## [Supplied material]
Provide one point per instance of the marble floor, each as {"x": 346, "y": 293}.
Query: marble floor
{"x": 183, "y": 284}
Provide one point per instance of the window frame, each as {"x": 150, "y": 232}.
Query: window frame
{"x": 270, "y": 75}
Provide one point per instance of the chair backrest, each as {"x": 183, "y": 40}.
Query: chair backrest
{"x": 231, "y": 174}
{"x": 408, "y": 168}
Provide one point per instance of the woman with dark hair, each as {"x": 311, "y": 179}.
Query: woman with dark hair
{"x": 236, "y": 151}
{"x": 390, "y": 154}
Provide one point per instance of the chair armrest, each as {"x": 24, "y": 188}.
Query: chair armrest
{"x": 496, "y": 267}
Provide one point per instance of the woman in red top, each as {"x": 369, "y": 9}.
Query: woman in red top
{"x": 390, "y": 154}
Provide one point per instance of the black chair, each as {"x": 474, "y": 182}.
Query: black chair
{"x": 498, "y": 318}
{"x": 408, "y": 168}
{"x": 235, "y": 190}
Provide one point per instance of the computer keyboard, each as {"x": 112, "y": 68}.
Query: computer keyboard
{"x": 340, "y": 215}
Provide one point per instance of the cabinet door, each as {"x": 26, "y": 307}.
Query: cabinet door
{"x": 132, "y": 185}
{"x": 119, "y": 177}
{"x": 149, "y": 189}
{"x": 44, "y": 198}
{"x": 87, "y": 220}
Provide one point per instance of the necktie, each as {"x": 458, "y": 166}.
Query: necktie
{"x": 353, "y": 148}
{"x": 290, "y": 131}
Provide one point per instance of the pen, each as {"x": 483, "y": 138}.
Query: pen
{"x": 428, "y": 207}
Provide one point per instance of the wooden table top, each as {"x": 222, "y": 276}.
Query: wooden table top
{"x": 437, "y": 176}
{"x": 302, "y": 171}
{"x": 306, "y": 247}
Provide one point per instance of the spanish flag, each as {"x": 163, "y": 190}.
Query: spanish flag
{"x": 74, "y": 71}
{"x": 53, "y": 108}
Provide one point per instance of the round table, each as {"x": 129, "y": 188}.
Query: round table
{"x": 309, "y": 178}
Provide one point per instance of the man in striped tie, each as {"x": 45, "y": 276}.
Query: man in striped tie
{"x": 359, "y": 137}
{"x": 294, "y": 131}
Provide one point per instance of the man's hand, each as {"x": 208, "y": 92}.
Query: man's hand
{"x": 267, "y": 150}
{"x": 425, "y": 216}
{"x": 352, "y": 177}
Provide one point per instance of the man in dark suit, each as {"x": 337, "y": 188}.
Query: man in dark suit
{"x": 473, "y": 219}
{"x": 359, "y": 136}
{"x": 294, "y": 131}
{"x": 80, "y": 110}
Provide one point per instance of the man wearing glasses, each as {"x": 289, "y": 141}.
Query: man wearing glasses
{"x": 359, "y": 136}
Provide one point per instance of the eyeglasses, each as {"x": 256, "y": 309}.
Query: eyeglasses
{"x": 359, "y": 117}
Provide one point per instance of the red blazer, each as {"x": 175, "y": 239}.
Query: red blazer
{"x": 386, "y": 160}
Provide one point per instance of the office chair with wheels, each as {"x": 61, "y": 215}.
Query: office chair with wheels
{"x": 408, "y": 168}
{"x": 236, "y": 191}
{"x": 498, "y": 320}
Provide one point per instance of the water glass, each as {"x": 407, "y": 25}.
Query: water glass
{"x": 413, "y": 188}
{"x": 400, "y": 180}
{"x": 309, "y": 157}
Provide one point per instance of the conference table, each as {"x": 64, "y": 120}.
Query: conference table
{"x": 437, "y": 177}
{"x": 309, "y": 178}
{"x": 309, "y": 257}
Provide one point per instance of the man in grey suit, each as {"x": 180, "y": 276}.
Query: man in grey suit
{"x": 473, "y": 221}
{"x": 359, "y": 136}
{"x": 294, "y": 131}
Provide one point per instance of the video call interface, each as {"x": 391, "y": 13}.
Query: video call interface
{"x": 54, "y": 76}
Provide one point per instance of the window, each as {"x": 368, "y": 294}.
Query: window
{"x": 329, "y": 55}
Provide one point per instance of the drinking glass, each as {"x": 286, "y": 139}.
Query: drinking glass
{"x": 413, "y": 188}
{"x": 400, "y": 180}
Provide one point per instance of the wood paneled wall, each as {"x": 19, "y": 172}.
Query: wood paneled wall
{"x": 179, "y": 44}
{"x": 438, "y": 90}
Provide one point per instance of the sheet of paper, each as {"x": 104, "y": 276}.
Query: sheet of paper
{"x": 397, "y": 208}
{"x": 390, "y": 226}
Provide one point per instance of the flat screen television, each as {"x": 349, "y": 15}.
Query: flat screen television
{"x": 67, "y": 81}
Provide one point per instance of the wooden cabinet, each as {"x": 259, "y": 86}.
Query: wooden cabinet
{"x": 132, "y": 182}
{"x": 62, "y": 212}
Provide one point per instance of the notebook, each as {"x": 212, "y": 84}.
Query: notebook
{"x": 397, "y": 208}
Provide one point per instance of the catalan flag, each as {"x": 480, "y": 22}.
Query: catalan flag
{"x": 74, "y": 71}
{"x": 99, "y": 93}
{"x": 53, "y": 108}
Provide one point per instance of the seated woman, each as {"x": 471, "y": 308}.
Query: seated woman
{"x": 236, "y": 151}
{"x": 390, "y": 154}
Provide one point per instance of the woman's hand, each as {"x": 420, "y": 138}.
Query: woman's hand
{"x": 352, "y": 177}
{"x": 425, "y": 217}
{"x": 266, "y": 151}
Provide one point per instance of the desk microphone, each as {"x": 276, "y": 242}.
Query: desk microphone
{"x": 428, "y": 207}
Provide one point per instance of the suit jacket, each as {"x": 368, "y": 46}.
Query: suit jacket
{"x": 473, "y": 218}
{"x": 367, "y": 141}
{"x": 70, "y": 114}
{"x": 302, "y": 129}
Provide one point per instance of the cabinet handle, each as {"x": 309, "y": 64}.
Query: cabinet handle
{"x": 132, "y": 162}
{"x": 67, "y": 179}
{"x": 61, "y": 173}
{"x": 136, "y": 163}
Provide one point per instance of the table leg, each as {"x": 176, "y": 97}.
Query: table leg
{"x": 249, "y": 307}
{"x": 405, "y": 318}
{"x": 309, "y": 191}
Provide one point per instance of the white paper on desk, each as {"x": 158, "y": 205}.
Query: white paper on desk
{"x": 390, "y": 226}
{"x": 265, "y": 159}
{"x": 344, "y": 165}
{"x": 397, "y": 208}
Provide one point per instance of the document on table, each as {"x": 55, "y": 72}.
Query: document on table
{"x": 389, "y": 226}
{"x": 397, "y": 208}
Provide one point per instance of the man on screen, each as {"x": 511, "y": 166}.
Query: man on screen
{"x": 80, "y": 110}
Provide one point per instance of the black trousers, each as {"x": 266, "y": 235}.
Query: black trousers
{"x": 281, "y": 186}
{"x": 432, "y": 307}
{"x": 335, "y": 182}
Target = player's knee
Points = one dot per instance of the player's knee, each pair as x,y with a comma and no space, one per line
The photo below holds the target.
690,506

## [Exercise]
Reproduce only the lines above spanning from the line containing "Query: necktie" through the line containing "Provide one point per instance of the round", word for word.

## [Task result]
Query: necktie
{"x": 353, "y": 148}
{"x": 290, "y": 131}
Provide one point per instance of the pen, each as {"x": 483, "y": 138}.
Query: pen
{"x": 428, "y": 207}
Provide one point per instance of the wooden table top, each as {"x": 222, "y": 276}.
Query: wooden table top
{"x": 437, "y": 176}
{"x": 302, "y": 171}
{"x": 306, "y": 247}
Provide one point per instance of the spanish flag, each as {"x": 163, "y": 190}.
Query: spanish flag
{"x": 74, "y": 71}
{"x": 53, "y": 108}
Provide one point per instance of the round table, each as {"x": 129, "y": 188}.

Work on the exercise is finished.